SUPPLIED PASSAGE
^^^^^^^^
Editing Community Data Science Course (Spring 2023)/Week 5 lecture notes

New concepts for the day:

* Defining functions
* <code>import json</code> and <code>json.loads()</code> and <code>json.dumps()</code>
* Reading ''from'' files
* Breaking projects in multiple notebooks and step
* Waiting... <code>time.sleep(1)</code>

== Stage 0: Coming up with a plan ==

I want to download data on page views data for three universities and present the sum total of each.

I'm going to split work into two steps:

* collect the data from the web and write the raw JSON "payload" a file
* read the data from the file and do whatever data extraction, cleaning, counting, etc; then write a TSV file
* open a TSV file and make a graph

== Stage 1: Getting data ==

I want to build data on how popular something is using the MediaWiki views API. First I went [https://www.google.com/search?q=wikipedia%20page%20view%20api searching] I found two places:

* [https://www.mediawiki.org/wiki/API:Query MediaWiki API]
* [https://www.mediawiki.org/wiki/Wikimedia_REST_API Wikimedia Rest API]

I chose the second option.

The documentation suggested I should set up a unique user-agent. Search how todo that brought me to  this StackOverflow post: https://stackoverflow.com/questions/10606133/sending-user-agent-using-requests-library-in-python which I followed to set up headers appropriately.
^^^^^^^^
DATA ENTRIES
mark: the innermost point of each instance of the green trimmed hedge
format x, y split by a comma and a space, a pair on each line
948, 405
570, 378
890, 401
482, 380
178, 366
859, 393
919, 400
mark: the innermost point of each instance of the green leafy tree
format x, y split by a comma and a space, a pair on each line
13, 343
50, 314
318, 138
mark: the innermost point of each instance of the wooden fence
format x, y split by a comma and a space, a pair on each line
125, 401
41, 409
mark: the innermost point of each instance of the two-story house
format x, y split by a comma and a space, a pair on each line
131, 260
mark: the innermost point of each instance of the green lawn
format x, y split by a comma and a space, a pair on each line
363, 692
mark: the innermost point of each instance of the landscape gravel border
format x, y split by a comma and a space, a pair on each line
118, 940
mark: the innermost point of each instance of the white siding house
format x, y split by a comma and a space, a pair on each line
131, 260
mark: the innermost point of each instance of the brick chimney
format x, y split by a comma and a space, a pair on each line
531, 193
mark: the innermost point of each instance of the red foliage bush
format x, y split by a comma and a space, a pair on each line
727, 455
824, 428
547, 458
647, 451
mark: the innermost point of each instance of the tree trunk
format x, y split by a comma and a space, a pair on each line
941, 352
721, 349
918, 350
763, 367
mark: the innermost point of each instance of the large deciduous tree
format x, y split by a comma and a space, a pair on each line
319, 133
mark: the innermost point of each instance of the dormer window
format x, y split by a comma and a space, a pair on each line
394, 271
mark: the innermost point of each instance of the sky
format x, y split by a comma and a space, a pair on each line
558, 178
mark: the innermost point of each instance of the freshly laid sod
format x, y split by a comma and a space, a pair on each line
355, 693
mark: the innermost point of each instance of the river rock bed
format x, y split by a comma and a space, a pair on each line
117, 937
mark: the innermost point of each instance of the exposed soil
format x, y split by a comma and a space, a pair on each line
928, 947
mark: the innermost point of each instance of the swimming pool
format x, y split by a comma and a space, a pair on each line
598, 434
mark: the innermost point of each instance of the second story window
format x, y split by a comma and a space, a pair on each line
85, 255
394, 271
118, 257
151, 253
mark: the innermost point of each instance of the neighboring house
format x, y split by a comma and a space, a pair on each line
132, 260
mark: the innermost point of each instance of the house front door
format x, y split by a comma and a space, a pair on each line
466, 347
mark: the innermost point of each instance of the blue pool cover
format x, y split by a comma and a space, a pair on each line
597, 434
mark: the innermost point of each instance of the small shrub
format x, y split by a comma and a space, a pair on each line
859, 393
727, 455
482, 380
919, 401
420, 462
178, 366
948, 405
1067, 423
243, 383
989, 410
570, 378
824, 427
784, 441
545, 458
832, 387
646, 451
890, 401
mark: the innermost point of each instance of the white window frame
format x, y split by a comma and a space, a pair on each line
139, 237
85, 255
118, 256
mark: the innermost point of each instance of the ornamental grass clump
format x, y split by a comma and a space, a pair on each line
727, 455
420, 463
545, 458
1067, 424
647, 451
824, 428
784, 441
^^^^^^^^
WRITTEN TASK A
Return the part of the Week 5 lecture notes that begins at the words "New concepts for" and stops after "total of each.", word for word.
WRITTEN TASK B
Supply the next part of the Week 5 lecture notes, picking up after their final sentence.

EXERCISE RESULT A
New concepts for the day:

* Defining functions
* <code>import json</code> and <code>json.loads()</code> and <code>json.dumps()</code>
* Reading ''from'' files
* Breaking projects in multiple notebooks and step
* Waiting... <code>time.sleep(1)</code>

== Stage 0: Coming up with a plan ==

I want to download data on page views data for three universities and present the sum total of each.

EXERCISE RESULT B
Between that and the interactive material in [https://www.mediawiki.org/wiki/Wikimedia_REST_API Wikimedia Rest API], I was able to construct a URL.

We will '''build up something like file 1, version 1''':

* setting the header
* json.dumps() [mention that I'll skip this until we have an error]

== Stage 2: Reading in data ==

walk through building '''file 2, version 1''' with a focus on:

* opening files with <code>open(filename, 'r')</code>
* <code>f.read()</code> which reads the whole file in
* json.loads()
* outputting days and views
* try to graph... we'll have an error when we try to graph
* write some new code to create better formatted date strings...

== Stages 3 and 4: lets extend to multiple things ==

* lets build a couple functions. maybe one for dates? maybe one for getting_pageview data? lets refactor the old code to use these?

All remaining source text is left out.